• **Selection**:
━━━━━━━━
Studio album by Fishmans
- Released: February 1, 1996
- Recorded: July – November 1995
- Studio: Waikiki Beach
- Genre: Dream pop, dub, neo-psychedelia
- Length: 45:42
- Label: Polydor Records
- Producer: Fishmans

Fishmans chronology
| Oh! Mountain (1995) | Kūchū Camp (1996) | Long Season (1996) |

= Kūchū Camp =

Kūchū Camp (Japanese: 空中キャンプ, Aerial Camp) alternatively titled Something in the Air, is the fifth studio album by Japanese band Fishmans, released on February 1, 1996 on Polydor Records. The album was the band's most notable change in style, leading into a more psychedelic and dream pop sound while still retaining their earlier dub roots.

Kūchū Camp was the first studio album to introduce their new supporting multi-instrumentalist member Honzi, who would go on playing with the band until her death in 2007. In September 2007, Rolling Stone Japan ranked Kuchu Camp No.8 on its list of the "100 Greatest Japanese Rock Albums of All Time".
━━━━━━━━
• **Data shown**:
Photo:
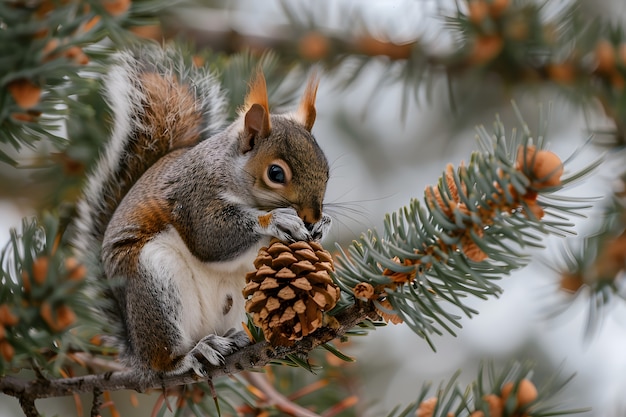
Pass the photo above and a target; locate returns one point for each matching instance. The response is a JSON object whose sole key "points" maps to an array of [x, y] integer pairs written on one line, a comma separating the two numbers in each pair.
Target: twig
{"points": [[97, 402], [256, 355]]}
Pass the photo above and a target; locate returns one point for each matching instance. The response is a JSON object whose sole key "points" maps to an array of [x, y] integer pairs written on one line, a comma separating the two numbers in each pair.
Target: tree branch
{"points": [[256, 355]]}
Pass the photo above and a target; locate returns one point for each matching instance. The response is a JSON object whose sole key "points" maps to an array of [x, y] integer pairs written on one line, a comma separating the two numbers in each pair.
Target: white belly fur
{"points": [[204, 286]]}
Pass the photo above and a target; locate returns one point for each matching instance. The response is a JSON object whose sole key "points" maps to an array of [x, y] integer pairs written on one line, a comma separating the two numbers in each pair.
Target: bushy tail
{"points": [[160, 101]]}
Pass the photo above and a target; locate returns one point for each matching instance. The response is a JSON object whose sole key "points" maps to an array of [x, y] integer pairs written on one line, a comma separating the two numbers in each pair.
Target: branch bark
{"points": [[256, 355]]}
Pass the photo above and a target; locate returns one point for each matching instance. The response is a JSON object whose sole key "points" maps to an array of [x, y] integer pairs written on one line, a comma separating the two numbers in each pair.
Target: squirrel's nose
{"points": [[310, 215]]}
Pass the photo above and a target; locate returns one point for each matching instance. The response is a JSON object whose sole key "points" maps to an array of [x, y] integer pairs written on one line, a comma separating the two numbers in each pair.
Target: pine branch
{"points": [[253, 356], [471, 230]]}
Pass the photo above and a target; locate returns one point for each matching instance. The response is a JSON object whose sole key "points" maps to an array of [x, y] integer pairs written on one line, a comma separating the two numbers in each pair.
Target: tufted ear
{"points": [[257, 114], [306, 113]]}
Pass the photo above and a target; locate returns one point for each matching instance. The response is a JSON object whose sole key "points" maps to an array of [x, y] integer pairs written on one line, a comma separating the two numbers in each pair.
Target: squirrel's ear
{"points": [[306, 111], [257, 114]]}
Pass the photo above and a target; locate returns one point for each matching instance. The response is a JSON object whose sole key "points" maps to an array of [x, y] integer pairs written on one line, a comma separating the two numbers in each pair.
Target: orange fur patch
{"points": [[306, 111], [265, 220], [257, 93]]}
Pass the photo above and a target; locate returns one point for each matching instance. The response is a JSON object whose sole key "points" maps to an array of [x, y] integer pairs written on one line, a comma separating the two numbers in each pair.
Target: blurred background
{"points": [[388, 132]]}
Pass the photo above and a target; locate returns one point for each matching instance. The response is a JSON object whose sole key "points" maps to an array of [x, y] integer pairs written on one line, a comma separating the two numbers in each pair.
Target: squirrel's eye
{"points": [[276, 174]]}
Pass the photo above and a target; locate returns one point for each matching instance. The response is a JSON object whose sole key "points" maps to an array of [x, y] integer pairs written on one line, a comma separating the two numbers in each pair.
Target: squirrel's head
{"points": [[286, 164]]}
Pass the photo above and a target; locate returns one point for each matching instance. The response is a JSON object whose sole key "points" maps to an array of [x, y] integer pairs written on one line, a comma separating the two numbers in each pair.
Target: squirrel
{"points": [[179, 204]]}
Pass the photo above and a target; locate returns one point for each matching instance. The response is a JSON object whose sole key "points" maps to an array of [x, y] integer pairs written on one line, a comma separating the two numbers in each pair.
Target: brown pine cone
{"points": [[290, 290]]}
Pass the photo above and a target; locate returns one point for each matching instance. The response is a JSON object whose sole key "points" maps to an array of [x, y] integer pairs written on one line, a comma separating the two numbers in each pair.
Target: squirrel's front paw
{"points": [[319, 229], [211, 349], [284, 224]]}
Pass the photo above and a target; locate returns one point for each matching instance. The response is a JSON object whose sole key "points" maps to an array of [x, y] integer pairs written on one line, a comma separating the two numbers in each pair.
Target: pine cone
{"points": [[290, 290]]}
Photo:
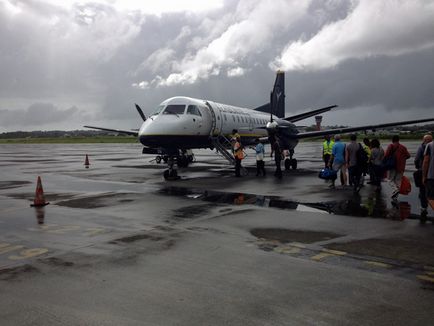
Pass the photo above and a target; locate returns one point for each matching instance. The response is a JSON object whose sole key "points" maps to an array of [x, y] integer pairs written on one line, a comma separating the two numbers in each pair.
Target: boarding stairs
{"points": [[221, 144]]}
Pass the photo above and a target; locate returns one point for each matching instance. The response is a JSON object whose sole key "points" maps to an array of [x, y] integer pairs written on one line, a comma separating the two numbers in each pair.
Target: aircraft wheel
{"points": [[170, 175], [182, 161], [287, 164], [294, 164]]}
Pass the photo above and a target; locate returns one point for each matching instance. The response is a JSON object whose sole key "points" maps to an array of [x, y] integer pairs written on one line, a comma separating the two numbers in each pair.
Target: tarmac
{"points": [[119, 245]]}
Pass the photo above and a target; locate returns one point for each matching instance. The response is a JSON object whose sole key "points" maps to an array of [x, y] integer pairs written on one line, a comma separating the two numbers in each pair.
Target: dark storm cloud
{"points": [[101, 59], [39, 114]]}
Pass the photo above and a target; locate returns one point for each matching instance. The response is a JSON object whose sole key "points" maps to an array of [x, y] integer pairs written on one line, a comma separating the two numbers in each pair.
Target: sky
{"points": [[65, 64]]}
━━━━━━━━
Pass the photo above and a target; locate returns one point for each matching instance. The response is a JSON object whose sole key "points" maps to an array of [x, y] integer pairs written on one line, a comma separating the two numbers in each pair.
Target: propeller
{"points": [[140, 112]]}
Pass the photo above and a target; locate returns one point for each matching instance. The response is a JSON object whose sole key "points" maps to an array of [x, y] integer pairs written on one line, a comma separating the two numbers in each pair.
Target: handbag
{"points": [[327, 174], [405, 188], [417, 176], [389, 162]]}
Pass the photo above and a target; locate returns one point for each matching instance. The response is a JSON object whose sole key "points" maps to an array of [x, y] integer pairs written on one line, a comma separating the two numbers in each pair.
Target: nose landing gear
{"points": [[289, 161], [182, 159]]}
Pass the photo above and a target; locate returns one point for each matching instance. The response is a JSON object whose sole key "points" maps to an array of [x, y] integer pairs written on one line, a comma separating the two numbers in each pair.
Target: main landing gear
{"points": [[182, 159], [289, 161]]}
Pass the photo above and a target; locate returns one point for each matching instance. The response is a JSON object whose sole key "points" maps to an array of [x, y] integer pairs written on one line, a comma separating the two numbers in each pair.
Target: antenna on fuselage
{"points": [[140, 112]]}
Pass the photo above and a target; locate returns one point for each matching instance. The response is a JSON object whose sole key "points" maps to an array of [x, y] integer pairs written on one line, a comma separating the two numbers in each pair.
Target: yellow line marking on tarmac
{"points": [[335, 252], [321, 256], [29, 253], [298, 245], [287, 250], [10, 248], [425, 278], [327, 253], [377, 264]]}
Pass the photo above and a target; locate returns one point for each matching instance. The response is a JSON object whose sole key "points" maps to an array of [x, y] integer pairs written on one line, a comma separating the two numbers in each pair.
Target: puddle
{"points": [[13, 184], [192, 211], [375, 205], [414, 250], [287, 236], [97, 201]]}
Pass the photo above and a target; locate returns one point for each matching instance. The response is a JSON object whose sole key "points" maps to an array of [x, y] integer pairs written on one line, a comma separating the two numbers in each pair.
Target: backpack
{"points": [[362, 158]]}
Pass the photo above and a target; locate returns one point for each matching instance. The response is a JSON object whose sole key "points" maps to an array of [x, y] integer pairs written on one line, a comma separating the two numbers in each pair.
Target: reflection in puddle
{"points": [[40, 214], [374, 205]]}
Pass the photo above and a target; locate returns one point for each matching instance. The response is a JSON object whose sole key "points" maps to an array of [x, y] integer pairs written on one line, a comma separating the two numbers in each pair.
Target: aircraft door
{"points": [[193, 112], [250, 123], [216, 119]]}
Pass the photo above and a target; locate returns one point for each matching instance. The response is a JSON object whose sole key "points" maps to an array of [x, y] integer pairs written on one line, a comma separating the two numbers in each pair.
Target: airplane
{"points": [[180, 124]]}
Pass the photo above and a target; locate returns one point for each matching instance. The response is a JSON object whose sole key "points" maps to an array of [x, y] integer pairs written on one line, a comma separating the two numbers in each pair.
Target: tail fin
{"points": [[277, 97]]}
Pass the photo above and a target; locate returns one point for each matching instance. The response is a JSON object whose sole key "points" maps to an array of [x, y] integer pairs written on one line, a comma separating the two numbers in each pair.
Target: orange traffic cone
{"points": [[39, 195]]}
━━━━━━━━
• **What you should do**:
Reproduce the full text about the album Kūchū Camp from above, word for word and with nothing left out.

• **Completed task**:
Studio album by Fishmans
- Released: February 1, 1996
- Recorded: July – November 1995
- Studio: Waikiki Beach
- Genre: Dream pop, dub, neo-psychedelia
- Length: 45:42
- Label: Polydor Records
- Producer: Fishmans

Fishmans chronology
| Oh! Mountain (1995) | Kūchū Camp (1996) | Long Season (1996) |

= Kūchū Camp =

Kūchū Camp (Japanese: 空中キャンプ, Aerial Camp) alternatively titled Something in the Air, is the fifth studio album by Japanese band Fishmans, released on February 1, 1996 on Polydor Records. The album was the band's most notable change in style, leading into a more psychedelic and dream pop sound while still retaining their earlier dub roots.

Kūchū Camp was the first studio album to introduce their new supporting multi-instrumentalist member Honzi, who would go on playing with the band until her death in 2007. In September 2007, Rolling Stone Japan ranked Kuchu Camp No.8 on its list of the "100 Greatest Japanese Rock Albums of All Time".